__Materials provided__
______

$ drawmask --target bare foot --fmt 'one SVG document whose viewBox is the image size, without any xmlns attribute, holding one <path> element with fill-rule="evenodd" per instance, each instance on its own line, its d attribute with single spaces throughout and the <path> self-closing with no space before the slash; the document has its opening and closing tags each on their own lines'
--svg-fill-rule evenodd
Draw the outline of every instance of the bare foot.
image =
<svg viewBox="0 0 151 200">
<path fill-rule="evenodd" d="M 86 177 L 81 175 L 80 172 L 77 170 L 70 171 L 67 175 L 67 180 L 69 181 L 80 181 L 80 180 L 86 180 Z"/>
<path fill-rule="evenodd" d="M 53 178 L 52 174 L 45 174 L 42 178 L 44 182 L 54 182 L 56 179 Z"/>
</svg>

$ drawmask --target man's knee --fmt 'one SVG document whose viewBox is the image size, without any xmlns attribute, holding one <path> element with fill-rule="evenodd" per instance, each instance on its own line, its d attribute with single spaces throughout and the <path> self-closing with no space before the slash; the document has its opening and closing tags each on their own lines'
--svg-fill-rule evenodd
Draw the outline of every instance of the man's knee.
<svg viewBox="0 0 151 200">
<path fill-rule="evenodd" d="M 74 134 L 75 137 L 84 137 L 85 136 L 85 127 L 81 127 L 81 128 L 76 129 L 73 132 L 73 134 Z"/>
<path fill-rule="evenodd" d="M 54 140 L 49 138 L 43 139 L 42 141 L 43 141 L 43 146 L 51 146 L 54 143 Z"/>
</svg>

______

Find the word "before" in the listing above, then copy each line where it turns up.

$ drawmask --target bare foot --fmt 'one SVG document whose viewBox is the image size, without any xmlns attribute, holding one <path> element with fill-rule="evenodd" per instance, each instance on its own line, its d attribute with single spaces throughout and the <path> self-closing with no space before the slash; the document has its opening and closing tags each on their own lines'
$ drawmask --target man's knee --fmt 'one SVG document whose viewBox is the image size, without any xmlns attribute, holding one <path> element with fill-rule="evenodd" per instance, each instance on its own line, its d attribute with single spaces throughout and the <path> self-closing with no space before the slash; the document has its opening and closing tags each on their own lines'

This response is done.